**Exercise:**
Only an exact repetition of every entry counts as the answer.

(Saved entries)
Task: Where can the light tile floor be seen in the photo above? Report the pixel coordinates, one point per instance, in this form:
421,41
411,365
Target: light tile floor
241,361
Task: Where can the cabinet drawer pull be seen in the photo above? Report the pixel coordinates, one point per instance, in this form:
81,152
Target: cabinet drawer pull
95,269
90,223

**Exercise answer:**
Task: Where can the light tile floor be seen in the photo above? Report the pixel coordinates, one point per instance, in this form:
421,41
411,365
Target: light tile floor
241,361
Task: Where can the cabinet drawer pull be seen in the photo above? Report the pixel coordinates, one point per instance, in this form:
81,152
Target: cabinet drawer pull
95,269
90,223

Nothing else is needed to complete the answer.